» **Required work**: List each line below that contains the string "bark", matching case exactly.

» **Source data**:
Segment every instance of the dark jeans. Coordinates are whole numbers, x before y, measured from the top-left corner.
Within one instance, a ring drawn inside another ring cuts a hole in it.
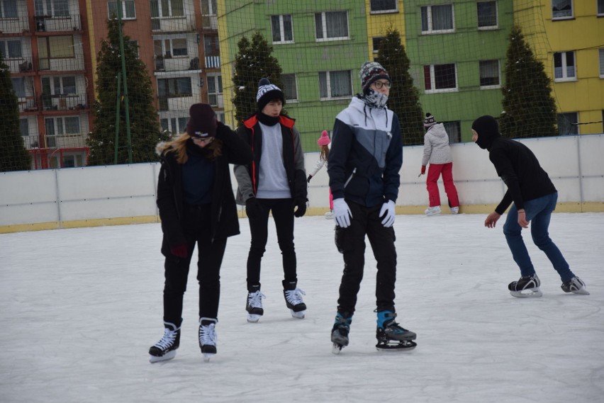
[[[293,200],[257,199],[262,214],[250,219],[250,232],[252,244],[247,256],[247,289],[260,284],[260,261],[264,254],[269,237],[269,212],[273,213],[273,220],[277,232],[277,242],[283,256],[283,273],[286,281],[296,281],[296,251],[293,249]]]
[[[352,220],[347,228],[336,226],[335,244],[344,255],[337,310],[354,313],[365,266],[365,235],[377,261],[376,302],[378,311],[394,312],[396,249],[394,229],[386,228],[379,217],[381,205],[367,208],[347,200]]]
[[[199,282],[199,317],[218,318],[220,298],[220,265],[226,239],[214,239],[210,233],[210,205],[185,206],[184,235],[186,258],[166,257],[164,285],[164,321],[180,326],[182,300],[186,290],[189,266],[197,244],[197,280]]]

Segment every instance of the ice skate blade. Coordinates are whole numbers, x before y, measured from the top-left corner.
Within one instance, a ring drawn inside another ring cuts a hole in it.
[[[161,361],[167,361],[168,360],[172,360],[176,357],[176,350],[172,350],[172,351],[168,351],[161,357],[156,357],[155,356],[149,355],[149,362],[152,364],[154,363],[159,363]]]
[[[522,291],[510,291],[510,294],[516,298],[536,298],[543,295],[543,293],[539,288],[525,290],[524,291],[524,293]]]

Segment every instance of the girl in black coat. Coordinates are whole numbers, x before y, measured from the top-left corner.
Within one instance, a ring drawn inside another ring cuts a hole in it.
[[[220,269],[228,237],[239,234],[229,164],[247,164],[252,149],[217,122],[209,105],[189,110],[186,132],[160,143],[162,166],[157,207],[164,233],[164,336],[149,350],[152,363],[176,356],[182,302],[196,243],[199,282],[199,346],[204,359],[216,353],[215,326],[220,300]]]

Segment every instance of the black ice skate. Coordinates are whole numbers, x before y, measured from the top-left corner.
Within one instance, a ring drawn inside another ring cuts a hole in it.
[[[164,336],[155,346],[149,348],[149,362],[172,360],[180,344],[180,327],[173,323],[164,322]]]
[[[298,288],[296,281],[283,281],[283,296],[285,303],[291,312],[291,316],[298,319],[304,319],[306,312],[306,305],[302,299],[302,295],[306,293]]]
[[[415,348],[417,344],[413,340],[417,335],[394,322],[395,312],[381,311],[377,314],[376,348],[380,351],[408,351]]]
[[[264,314],[264,310],[262,309],[262,298],[266,298],[266,296],[260,293],[259,285],[254,285],[251,290],[247,291],[247,300],[245,302],[247,322],[257,323]]]
[[[510,294],[517,298],[530,298],[541,297],[543,293],[539,289],[541,280],[537,274],[521,277],[518,281],[513,281],[508,285]],[[562,288],[564,290],[564,288]]]
[[[216,322],[218,319],[202,317],[199,319],[199,348],[203,361],[208,362],[216,353]]]
[[[331,329],[331,341],[333,343],[332,353],[339,354],[342,347],[348,346],[348,333],[350,331],[350,324],[352,322],[352,314],[349,312],[337,312],[335,322]]]
[[[573,277],[561,286],[564,293],[589,295],[589,291],[585,288],[585,283],[578,277]]]

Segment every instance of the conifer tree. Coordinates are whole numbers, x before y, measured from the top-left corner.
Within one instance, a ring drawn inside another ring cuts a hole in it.
[[[115,161],[116,116],[118,75],[122,71],[119,42],[119,25],[117,19],[107,22],[108,34],[101,43],[97,56],[96,91],[94,103],[94,129],[90,132],[89,165],[113,164]],[[128,80],[128,110],[132,143],[132,161],[157,161],[155,145],[169,138],[168,132],[161,132],[157,112],[154,106],[153,90],[147,67],[138,57],[136,45],[128,36],[123,37],[124,57]],[[121,93],[124,93],[122,77]],[[128,163],[128,145],[126,132],[125,102],[120,98],[119,132],[118,138],[118,164]]]
[[[409,74],[409,58],[401,42],[401,34],[391,27],[386,30],[386,36],[380,41],[378,62],[392,79],[388,108],[398,116],[403,144],[423,144],[424,118],[420,93],[413,86],[413,79]]]
[[[235,58],[235,118],[237,124],[249,118],[257,110],[256,93],[258,81],[267,78],[272,84],[283,89],[279,60],[271,54],[273,47],[259,32],[252,36],[252,42],[242,37],[237,44],[239,51]],[[284,111],[284,113],[286,113]]]
[[[0,172],[30,169],[30,157],[19,130],[19,106],[11,68],[0,55]]]
[[[552,81],[518,26],[508,37],[505,62],[501,135],[510,138],[557,136],[556,102]]]

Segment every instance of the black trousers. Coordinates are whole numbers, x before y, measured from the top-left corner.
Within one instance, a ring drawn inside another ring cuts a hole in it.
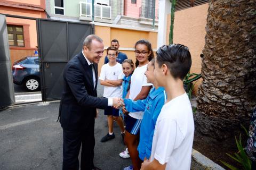
[[[82,144],[81,170],[92,170],[94,167],[93,149],[95,146],[94,119],[85,130],[69,131],[63,129],[62,170],[78,170],[78,155]]]

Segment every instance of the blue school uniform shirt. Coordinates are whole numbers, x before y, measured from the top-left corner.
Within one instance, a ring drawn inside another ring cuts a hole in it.
[[[140,131],[140,142],[138,147],[139,157],[142,160],[151,155],[154,131],[161,109],[165,102],[166,96],[164,88],[159,87],[151,89],[149,94],[144,100],[132,101],[124,99],[125,108],[128,112],[144,111]]]
[[[129,83],[131,83],[131,77],[132,76],[132,74],[130,74],[129,76],[126,77],[125,75],[123,78],[123,83],[122,84],[122,87],[123,87],[123,91],[122,92],[122,98],[125,98],[125,96],[126,96],[127,93],[127,88],[128,88],[128,86]]]
[[[122,64],[124,60],[127,58],[128,58],[125,54],[119,52],[118,54],[117,54],[117,57],[116,58],[116,61],[117,62]],[[104,60],[104,64],[108,63],[109,62],[108,57],[106,56],[105,57],[105,60]]]

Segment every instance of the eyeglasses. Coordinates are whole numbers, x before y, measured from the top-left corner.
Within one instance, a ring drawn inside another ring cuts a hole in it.
[[[138,51],[138,50],[135,50],[134,51],[135,52],[135,54],[136,55],[139,55],[140,54],[141,55],[145,55],[146,54],[148,53],[149,52],[140,52],[140,51]]]
[[[116,56],[116,54],[108,54],[108,56],[109,56],[109,57],[115,57]]]

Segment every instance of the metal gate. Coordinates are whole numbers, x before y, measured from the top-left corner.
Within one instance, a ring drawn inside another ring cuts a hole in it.
[[[85,38],[94,33],[94,27],[89,23],[38,19],[37,30],[42,100],[59,99],[64,67],[82,50]]]
[[[0,15],[0,108],[15,103],[5,16]]]

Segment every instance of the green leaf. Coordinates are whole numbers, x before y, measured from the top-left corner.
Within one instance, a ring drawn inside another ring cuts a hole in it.
[[[223,162],[222,160],[220,161],[223,164],[224,164],[226,166],[227,166],[228,168],[231,170],[239,170],[238,168],[236,168],[235,167],[231,165],[230,164],[229,164],[228,163],[225,163],[225,162]]]
[[[198,80],[201,77],[202,77],[201,74],[199,74],[197,76],[195,76],[195,77],[194,77],[191,79],[184,80],[183,83],[185,83],[185,84],[188,84],[188,83],[191,83],[191,82],[192,82],[194,81]]]

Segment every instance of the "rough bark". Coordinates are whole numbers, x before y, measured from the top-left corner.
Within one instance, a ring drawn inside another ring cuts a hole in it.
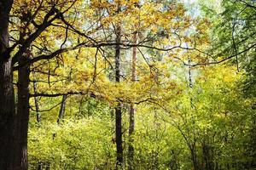
[[[22,57],[19,64],[26,62],[28,58]],[[18,105],[15,125],[17,127],[16,141],[18,152],[15,154],[15,164],[18,169],[26,170],[27,162],[27,130],[29,121],[29,65],[18,71]]]
[[[38,84],[37,84],[37,80],[35,77],[35,71],[32,71],[32,74],[33,74],[33,90],[34,90],[34,94],[37,95],[38,94]],[[37,96],[34,97],[34,102],[35,102],[35,107],[36,107],[36,114],[37,114],[37,122],[38,123],[41,122],[41,115],[39,112],[39,105],[38,105],[38,99]]]
[[[59,112],[59,116],[57,120],[57,123],[60,124],[61,121],[62,120],[65,113],[65,105],[66,105],[66,99],[67,99],[67,95],[62,96],[62,100],[61,104],[61,108],[60,108],[60,112]]]
[[[0,0],[0,167],[15,169],[15,94],[9,52],[9,18],[12,1]]]
[[[133,35],[133,43],[137,44],[137,32]],[[132,48],[132,61],[131,61],[131,81],[136,81],[136,63],[137,63],[137,47]],[[134,105],[131,104],[130,107],[130,117],[129,117],[129,145],[128,145],[128,169],[133,169],[133,156],[134,156],[134,147],[133,147],[133,137],[134,133],[134,114],[135,108]]]
[[[120,82],[120,46],[121,28],[117,26],[115,47],[115,82]],[[122,146],[122,110],[121,104],[118,103],[115,108],[115,138],[116,138],[116,162],[117,168],[122,167],[123,162],[123,146]]]

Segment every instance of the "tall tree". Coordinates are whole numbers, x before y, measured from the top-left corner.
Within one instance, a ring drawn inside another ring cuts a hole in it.
[[[9,20],[12,0],[0,1],[0,167],[15,169],[15,94],[9,54]],[[18,168],[16,168],[18,169]]]

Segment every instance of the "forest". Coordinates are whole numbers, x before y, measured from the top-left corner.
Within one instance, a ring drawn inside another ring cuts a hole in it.
[[[256,170],[255,0],[0,0],[0,170]]]

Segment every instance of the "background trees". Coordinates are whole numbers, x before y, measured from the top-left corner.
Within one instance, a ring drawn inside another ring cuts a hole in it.
[[[0,167],[253,168],[255,5],[209,5],[0,1]]]

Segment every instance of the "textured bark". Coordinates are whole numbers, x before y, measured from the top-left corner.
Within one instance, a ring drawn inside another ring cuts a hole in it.
[[[28,58],[22,57],[20,65],[26,62]],[[27,130],[29,121],[29,65],[18,71],[18,105],[16,116],[16,141],[17,153],[15,153],[15,164],[18,169],[27,169]]]
[[[120,46],[121,28],[117,26],[116,28],[116,42],[115,47],[115,82],[120,82]],[[122,167],[123,162],[123,146],[122,146],[122,110],[121,104],[119,103],[115,108],[115,138],[116,138],[116,162],[117,168]]]
[[[62,96],[61,104],[59,116],[58,116],[58,120],[57,120],[57,123],[58,124],[61,123],[61,121],[62,120],[62,118],[64,116],[66,99],[67,99],[67,95],[63,95]]]
[[[38,99],[36,96],[37,94],[38,94],[38,85],[37,85],[37,80],[36,80],[36,77],[35,77],[35,71],[32,71],[32,73],[33,73],[33,77],[34,77],[33,90],[34,90],[34,94],[35,94],[34,101],[35,101],[36,113],[37,113],[37,122],[38,123],[40,123],[41,122],[41,115],[40,115],[40,112],[39,112]]]
[[[137,44],[137,32],[135,32],[133,35],[133,43]],[[136,81],[136,63],[137,63],[137,47],[132,48],[132,61],[131,61],[131,81]],[[133,137],[134,133],[134,114],[135,108],[134,105],[131,105],[130,108],[130,117],[129,117],[129,145],[128,145],[128,169],[133,169],[133,155],[134,155],[134,147],[133,147]]]
[[[0,0],[0,168],[15,169],[15,94],[13,71],[9,45],[10,0]]]

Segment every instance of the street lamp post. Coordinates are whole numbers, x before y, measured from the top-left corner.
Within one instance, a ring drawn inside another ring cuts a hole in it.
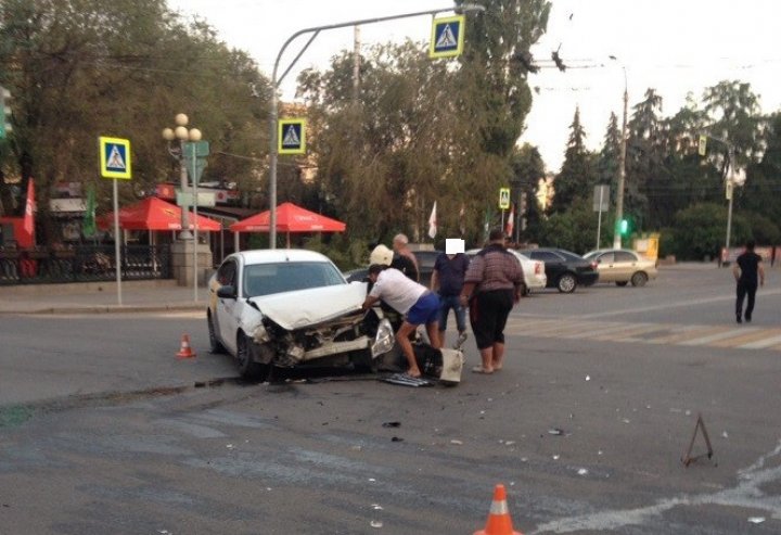
[[[201,140],[201,130],[197,128],[191,128],[188,130],[187,125],[189,123],[189,118],[183,113],[177,114],[175,117],[176,122],[176,128],[164,128],[163,129],[163,139],[168,141],[168,153],[174,156],[179,162],[179,179],[180,179],[180,188],[181,192],[184,193],[187,191],[188,187],[188,169],[187,165],[184,163],[184,143],[187,141],[200,141]],[[178,140],[179,142],[177,144],[174,144],[172,141]],[[193,187],[195,186],[195,180],[193,180]],[[181,211],[181,232],[179,232],[179,239],[180,240],[192,240],[193,235],[190,233],[190,221],[189,221],[189,214],[187,211],[187,206],[182,207]]]
[[[470,4],[464,3],[458,8],[454,7],[448,7],[443,8],[438,10],[426,10],[426,11],[417,11],[413,13],[401,13],[398,15],[389,15],[389,16],[381,16],[375,18],[362,18],[359,21],[348,21],[345,23],[337,23],[337,24],[329,24],[325,26],[315,26],[311,28],[305,28],[296,31],[292,36],[287,38],[287,40],[282,44],[282,48],[280,49],[279,53],[277,54],[277,60],[274,61],[273,72],[271,74],[271,111],[269,113],[269,139],[270,139],[270,147],[269,147],[269,247],[270,249],[277,249],[277,157],[278,157],[278,147],[277,147],[277,119],[279,116],[279,99],[278,99],[278,91],[280,88],[280,85],[282,84],[282,80],[285,76],[287,76],[287,73],[290,73],[291,68],[293,68],[293,65],[296,64],[296,62],[300,59],[300,56],[306,52],[306,50],[309,48],[309,46],[312,43],[312,41],[317,38],[317,36],[320,34],[320,31],[328,30],[328,29],[337,29],[337,28],[346,28],[349,26],[363,26],[367,24],[375,24],[375,23],[382,23],[386,21],[395,21],[398,18],[409,18],[413,16],[422,16],[422,15],[436,15],[437,13],[441,13],[444,11],[454,11],[457,10],[460,13],[469,13],[472,11],[485,11],[484,5],[478,4]],[[277,77],[277,73],[279,71],[279,64],[282,60],[282,54],[284,53],[287,46],[293,42],[296,38],[306,35],[311,34],[311,37],[309,37],[309,40],[304,44],[304,47],[298,51],[296,56],[293,59],[293,61],[287,65],[287,68],[285,68],[284,73],[282,73],[281,76]]]
[[[610,56],[611,60],[618,61],[615,55]],[[622,142],[620,152],[618,153],[618,184],[616,192],[616,218],[615,228],[613,230],[613,249],[620,249],[620,224],[624,219],[624,181],[626,180],[626,142],[627,142],[627,112],[629,107],[629,90],[627,87],[626,67],[622,65],[624,69],[624,117],[622,119]]]

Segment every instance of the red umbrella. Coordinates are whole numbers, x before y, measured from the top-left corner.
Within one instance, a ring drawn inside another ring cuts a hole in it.
[[[287,233],[290,246],[291,232],[344,232],[347,226],[309,212],[293,203],[282,203],[277,206],[277,230]],[[254,216],[236,221],[230,226],[233,232],[268,232],[271,229],[271,211],[261,212]]]
[[[189,226],[193,230],[194,214],[190,212]],[[98,218],[101,229],[111,227],[114,214],[106,214]],[[119,227],[125,230],[181,230],[181,208],[157,198],[150,196],[131,206],[119,209]],[[197,229],[200,231],[217,231],[222,226],[219,221],[199,215]]]

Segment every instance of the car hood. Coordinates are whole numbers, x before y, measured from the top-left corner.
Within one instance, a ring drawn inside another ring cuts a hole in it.
[[[264,316],[282,329],[293,331],[355,313],[366,296],[366,282],[353,282],[261,295],[247,301],[255,303]]]

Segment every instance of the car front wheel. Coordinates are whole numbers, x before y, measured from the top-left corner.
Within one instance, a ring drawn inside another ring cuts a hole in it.
[[[208,330],[209,330],[209,353],[212,353],[212,354],[225,353],[225,347],[222,346],[220,341],[217,340],[217,332],[215,331],[214,320],[212,319],[210,314],[206,317],[206,323],[208,324]]]
[[[252,340],[246,334],[243,332],[238,334],[236,360],[239,361],[239,373],[241,373],[242,379],[247,381],[265,381],[271,371],[271,366],[253,360],[251,344]]]
[[[632,286],[644,286],[648,282],[648,275],[643,273],[642,271],[638,271],[637,273],[632,275]]]
[[[564,273],[559,277],[556,286],[561,293],[573,293],[577,288],[577,280],[573,273]]]

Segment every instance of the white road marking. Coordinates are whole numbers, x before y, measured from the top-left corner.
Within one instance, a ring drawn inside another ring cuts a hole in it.
[[[765,511],[768,517],[781,519],[781,499],[778,496],[767,496],[763,491],[763,486],[781,481],[781,466],[763,469],[769,458],[777,457],[779,454],[781,454],[781,441],[776,449],[761,456],[754,464],[739,470],[740,483],[733,488],[726,488],[713,494],[666,498],[652,506],[638,509],[598,511],[591,514],[559,519],[538,525],[535,531],[529,532],[529,535],[577,531],[594,533],[620,531],[628,525],[657,523],[664,512],[676,507],[703,505],[758,509]]]

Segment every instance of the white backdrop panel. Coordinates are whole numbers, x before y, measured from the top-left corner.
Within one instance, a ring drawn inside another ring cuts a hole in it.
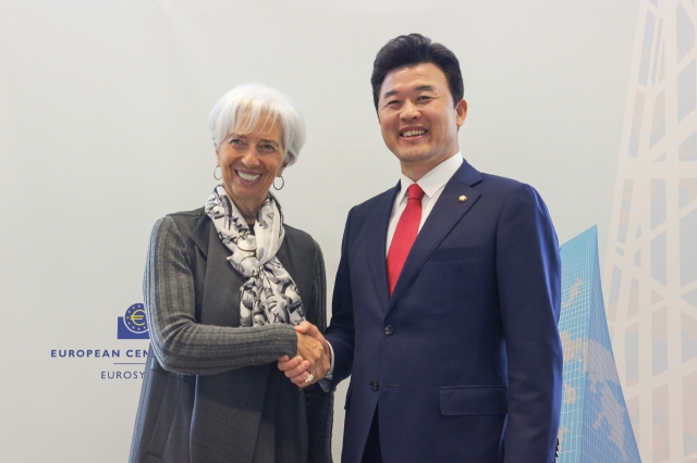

» **The solution**:
Segment every instance of the "rough bark". Coordinates are whole numbers, x before y, measured from the top-left corner.
Segment every instance of the "textured bark". Coordinates are whole numbers, x before y, measured from the top-left corner.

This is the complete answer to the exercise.